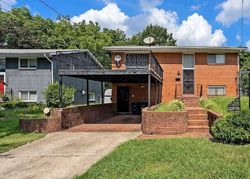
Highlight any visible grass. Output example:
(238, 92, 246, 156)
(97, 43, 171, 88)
(155, 100, 185, 112)
(76, 138, 250, 179)
(0, 109, 46, 153)
(200, 96, 249, 116)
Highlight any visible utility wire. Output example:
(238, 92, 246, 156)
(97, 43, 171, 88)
(241, 0, 244, 48)
(39, 0, 71, 23)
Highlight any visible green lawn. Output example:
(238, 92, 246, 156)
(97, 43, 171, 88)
(76, 138, 250, 179)
(0, 110, 46, 153)
(200, 96, 249, 116)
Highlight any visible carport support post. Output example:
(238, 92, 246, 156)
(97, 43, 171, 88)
(59, 75, 63, 108)
(101, 81, 104, 104)
(148, 74, 151, 107)
(86, 79, 89, 106)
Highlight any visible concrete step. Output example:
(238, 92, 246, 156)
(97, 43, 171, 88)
(188, 126, 209, 133)
(188, 114, 208, 120)
(188, 120, 209, 127)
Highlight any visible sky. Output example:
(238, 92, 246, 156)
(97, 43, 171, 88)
(1, 0, 250, 49)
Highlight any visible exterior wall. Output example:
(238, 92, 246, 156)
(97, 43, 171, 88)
(112, 83, 158, 112)
(5, 57, 52, 103)
(111, 52, 126, 70)
(110, 52, 239, 104)
(195, 53, 238, 97)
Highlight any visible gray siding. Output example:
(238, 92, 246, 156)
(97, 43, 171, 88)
(5, 57, 52, 103)
(52, 52, 103, 105)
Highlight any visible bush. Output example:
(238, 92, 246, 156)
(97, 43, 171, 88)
(199, 97, 217, 110)
(0, 100, 28, 109)
(211, 111, 250, 144)
(43, 82, 76, 108)
(155, 100, 185, 112)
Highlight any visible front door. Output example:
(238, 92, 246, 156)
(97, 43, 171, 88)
(183, 54, 194, 95)
(117, 86, 129, 112)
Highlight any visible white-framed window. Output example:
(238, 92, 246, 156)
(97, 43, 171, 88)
(18, 58, 37, 69)
(19, 91, 37, 102)
(88, 92, 95, 102)
(208, 86, 226, 96)
(207, 54, 225, 64)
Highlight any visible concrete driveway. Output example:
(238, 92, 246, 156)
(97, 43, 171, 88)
(0, 132, 140, 179)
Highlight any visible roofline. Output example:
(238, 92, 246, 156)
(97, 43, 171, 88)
(103, 46, 247, 53)
(0, 49, 104, 69)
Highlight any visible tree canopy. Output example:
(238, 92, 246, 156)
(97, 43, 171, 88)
(0, 7, 177, 68)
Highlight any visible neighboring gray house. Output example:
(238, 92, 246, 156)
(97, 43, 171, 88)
(0, 49, 104, 104)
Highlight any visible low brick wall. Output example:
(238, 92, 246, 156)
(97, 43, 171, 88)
(52, 103, 116, 129)
(19, 117, 61, 133)
(142, 108, 188, 135)
(207, 110, 221, 128)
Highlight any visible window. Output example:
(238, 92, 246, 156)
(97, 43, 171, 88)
(0, 58, 6, 71)
(19, 58, 37, 69)
(88, 92, 95, 102)
(208, 86, 226, 96)
(183, 54, 194, 69)
(19, 91, 37, 102)
(208, 54, 225, 64)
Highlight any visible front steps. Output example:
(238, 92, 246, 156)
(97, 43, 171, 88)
(182, 96, 210, 135)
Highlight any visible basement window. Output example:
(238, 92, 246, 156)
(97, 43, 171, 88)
(19, 91, 37, 102)
(207, 54, 225, 64)
(208, 86, 226, 96)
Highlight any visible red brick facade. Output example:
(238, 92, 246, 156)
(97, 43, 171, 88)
(111, 52, 239, 104)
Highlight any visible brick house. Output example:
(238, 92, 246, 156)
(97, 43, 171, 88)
(58, 46, 242, 114)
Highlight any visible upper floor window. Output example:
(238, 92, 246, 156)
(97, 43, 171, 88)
(125, 54, 148, 68)
(208, 54, 225, 64)
(0, 58, 6, 70)
(183, 54, 194, 69)
(19, 58, 37, 69)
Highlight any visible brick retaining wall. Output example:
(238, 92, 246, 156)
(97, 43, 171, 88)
(19, 117, 61, 133)
(207, 110, 221, 128)
(52, 103, 116, 129)
(142, 108, 188, 135)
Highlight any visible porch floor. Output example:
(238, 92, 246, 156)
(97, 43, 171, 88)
(67, 115, 142, 132)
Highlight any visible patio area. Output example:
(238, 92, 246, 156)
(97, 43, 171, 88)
(67, 115, 142, 132)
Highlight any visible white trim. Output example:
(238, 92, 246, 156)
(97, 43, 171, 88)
(44, 53, 54, 83)
(19, 91, 38, 102)
(18, 57, 37, 70)
(0, 72, 6, 94)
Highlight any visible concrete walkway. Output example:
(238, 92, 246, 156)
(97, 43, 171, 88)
(0, 132, 140, 179)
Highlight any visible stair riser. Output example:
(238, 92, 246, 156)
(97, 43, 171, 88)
(188, 114, 208, 120)
(187, 110, 207, 115)
(188, 121, 209, 126)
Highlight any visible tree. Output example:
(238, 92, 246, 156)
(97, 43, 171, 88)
(43, 82, 76, 108)
(240, 51, 250, 95)
(129, 24, 176, 46)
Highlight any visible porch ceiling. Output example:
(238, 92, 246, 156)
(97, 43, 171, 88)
(58, 69, 162, 83)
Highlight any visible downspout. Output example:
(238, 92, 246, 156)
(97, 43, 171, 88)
(44, 53, 54, 83)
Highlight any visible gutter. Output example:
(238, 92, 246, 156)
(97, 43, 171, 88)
(44, 53, 54, 83)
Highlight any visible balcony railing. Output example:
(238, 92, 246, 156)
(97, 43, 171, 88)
(125, 53, 163, 79)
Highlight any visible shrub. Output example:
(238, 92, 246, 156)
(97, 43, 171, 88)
(43, 82, 76, 108)
(199, 97, 217, 111)
(211, 111, 250, 144)
(156, 100, 185, 112)
(0, 100, 28, 109)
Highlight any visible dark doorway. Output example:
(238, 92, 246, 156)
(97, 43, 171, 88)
(183, 70, 194, 94)
(117, 86, 129, 112)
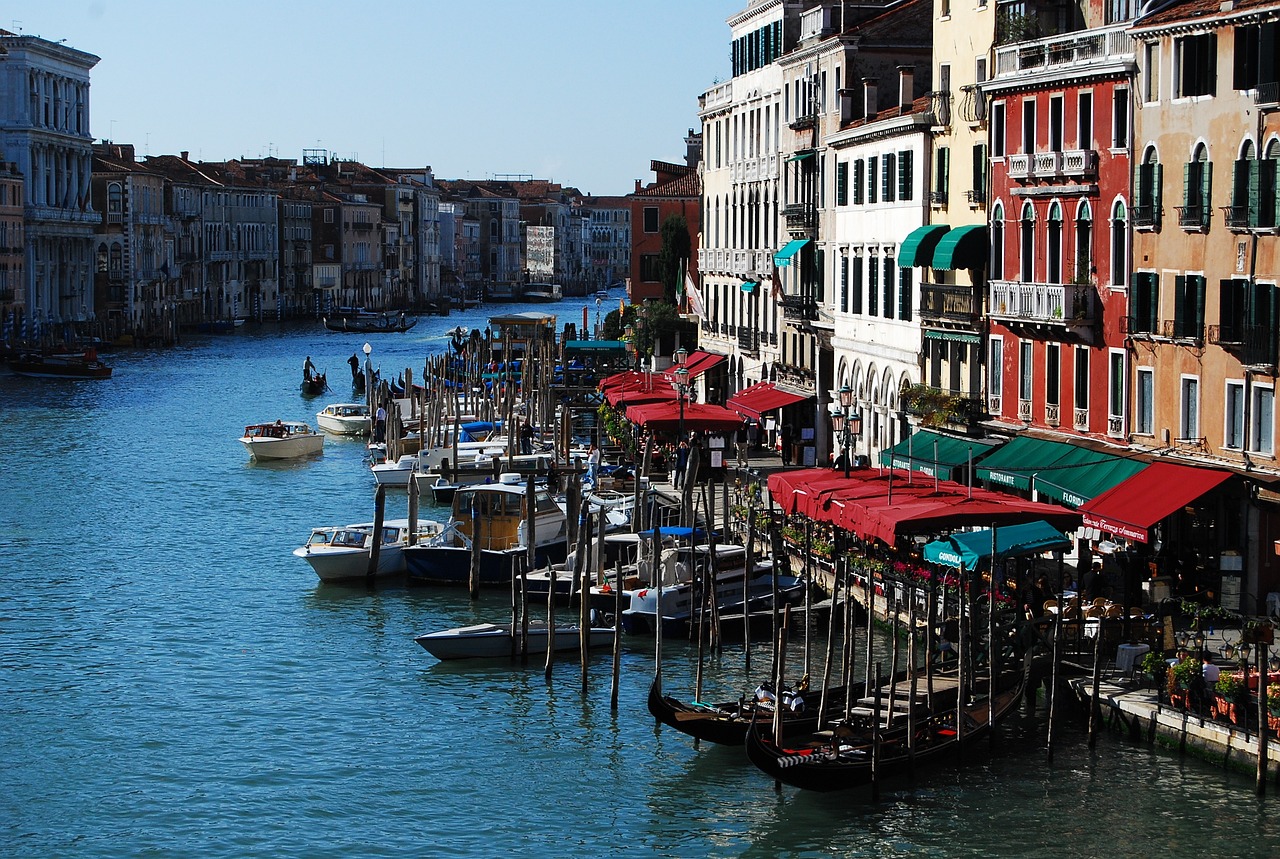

------------------------------

● WHAT THE TASK ASKS:
Please copy the data above exactly, omitting the pictures.

● EXERCISE RESPONSE:
Highlight any visible grass. Output example:
(238, 92, 246, 156)
(97, 43, 171, 88)
(155, 100, 185, 112)
(76, 138, 250, 179)
(0, 109, 46, 153)
(200, 96, 249, 116)
Highlight any visible utility wire. Output example:
(238, 92, 246, 156)
(97, 43, 171, 88)
(241, 0, 244, 48)
(39, 0, 71, 23)
Highlight any visible green lawn. Output example:
(238, 92, 246, 156)
(97, 43, 171, 88)
(76, 138, 250, 179)
(0, 110, 46, 153)
(200, 96, 249, 116)
Highlight any visible carport support post. Output example:
(238, 92, 246, 156)
(97, 43, 171, 88)
(59, 75, 63, 108)
(101, 81, 104, 104)
(148, 74, 151, 107)
(86, 79, 89, 106)
Highlight any visible concrete step. Output example:
(238, 92, 246, 156)
(97, 43, 171, 88)
(188, 126, 209, 133)
(188, 114, 208, 120)
(188, 120, 209, 127)
Highlight any visible sky. Output example:
(238, 92, 246, 156)
(97, 43, 171, 88)
(1, 0, 250, 49)
Highlight any visible exterior wall. Output example:
(238, 92, 246, 156)
(97, 43, 171, 88)
(112, 83, 158, 112)
(5, 57, 52, 103)
(111, 52, 126, 70)
(110, 52, 239, 104)
(195, 53, 238, 97)
Highlight any visible gray siding. Output example:
(238, 92, 246, 156)
(97, 43, 171, 88)
(5, 57, 52, 103)
(52, 52, 103, 105)
Highlight any visible bush. Output example:
(238, 92, 246, 156)
(97, 43, 171, 88)
(199, 97, 217, 110)
(0, 100, 28, 109)
(211, 111, 250, 144)
(43, 82, 76, 108)
(155, 100, 185, 112)
Highlight any visible front door. Output example:
(238, 92, 246, 156)
(97, 43, 171, 88)
(183, 54, 194, 95)
(117, 86, 129, 112)
Highlight any visible white-framed window. Output example:
(238, 92, 246, 156)
(97, 43, 171, 88)
(18, 58, 37, 69)
(19, 91, 37, 102)
(88, 92, 95, 102)
(208, 86, 226, 96)
(207, 54, 225, 64)
Highlight any visible concrete driveway. Output example:
(238, 92, 246, 156)
(97, 43, 171, 88)
(0, 132, 140, 179)
Highlight any visible roofline. Output example:
(238, 92, 246, 156)
(97, 43, 171, 88)
(103, 46, 247, 53)
(0, 49, 104, 69)
Highlight any visible tree canopy. Output example:
(238, 92, 246, 156)
(97, 43, 171, 88)
(0, 7, 177, 68)
Highlight any visible neighboring gray house. Output example:
(238, 92, 246, 156)
(97, 43, 171, 88)
(0, 49, 104, 104)
Highlight any visible low brick wall. Output example:
(238, 92, 246, 156)
(97, 43, 171, 88)
(52, 103, 116, 129)
(19, 117, 61, 133)
(142, 108, 188, 135)
(207, 110, 221, 128)
Highlight any visible window. Output example:
(238, 92, 246, 156)
(97, 43, 171, 88)
(0, 58, 6, 71)
(19, 58, 37, 69)
(88, 92, 95, 102)
(208, 86, 226, 96)
(183, 54, 194, 69)
(19, 91, 37, 102)
(208, 54, 225, 64)
Highlight any visible front steps. Output example:
(238, 92, 246, 156)
(97, 43, 171, 88)
(182, 96, 210, 135)
Highlight any visible basement window. Output example:
(238, 92, 246, 156)
(97, 43, 171, 88)
(19, 91, 37, 102)
(207, 54, 225, 64)
(208, 86, 226, 96)
Highlight any visible red brick facade. Output example:
(238, 92, 246, 156)
(97, 43, 171, 88)
(111, 52, 239, 104)
Highlight any visible brick house. Output example:
(238, 92, 246, 156)
(97, 43, 171, 88)
(58, 46, 242, 114)
Highlight any visible upper floor window. Output example:
(238, 92, 246, 156)
(97, 43, 171, 88)
(125, 54, 148, 68)
(208, 54, 225, 64)
(0, 58, 6, 70)
(183, 54, 194, 69)
(19, 58, 37, 69)
Highlight any visible brick retaining wall. Output example:
(238, 92, 246, 156)
(97, 43, 171, 88)
(19, 117, 61, 133)
(207, 110, 221, 128)
(52, 103, 116, 129)
(142, 108, 188, 135)
Highlight any visible porch floor. Output example:
(238, 92, 246, 156)
(97, 43, 171, 88)
(67, 115, 142, 132)
Highlight any visible patio area. Output example:
(238, 92, 246, 156)
(97, 43, 171, 88)
(67, 115, 142, 132)
Highlight any visible white trim. Output example:
(238, 92, 246, 156)
(97, 43, 171, 88)
(44, 53, 54, 83)
(19, 91, 38, 102)
(18, 57, 37, 70)
(0, 72, 6, 94)
Highlight any visible concrete walkway. Output example:
(238, 92, 246, 156)
(97, 43, 171, 88)
(0, 132, 140, 179)
Highlight any visible stair riser. Output example:
(238, 92, 246, 156)
(97, 43, 171, 88)
(188, 114, 208, 120)
(187, 110, 207, 115)
(188, 121, 209, 126)
Highlight any visible tree. Output example:
(238, 92, 246, 156)
(97, 43, 171, 88)
(43, 82, 76, 108)
(240, 51, 250, 95)
(129, 24, 176, 46)
Highlight any visible porch ceiling. Output example:
(238, 92, 246, 156)
(97, 43, 171, 88)
(58, 69, 162, 83)
Highlight any visible downspout. Output example:
(238, 92, 246, 156)
(97, 43, 171, 88)
(44, 53, 54, 83)
Highlight any visible gutter. Output example:
(238, 92, 246, 156)
(97, 43, 171, 88)
(44, 53, 54, 83)
Highlight any visible balcony railing. Output example:
(238, 92, 246, 156)
(97, 43, 171, 88)
(125, 53, 163, 79)
Highlight any visible shrub. Output example:
(238, 92, 246, 156)
(97, 43, 171, 88)
(43, 82, 76, 108)
(199, 97, 217, 111)
(211, 111, 250, 144)
(156, 100, 185, 112)
(0, 100, 28, 109)
Highlight any visible dark doorway. Output example:
(238, 92, 246, 156)
(97, 43, 171, 88)
(183, 70, 194, 94)
(117, 86, 129, 112)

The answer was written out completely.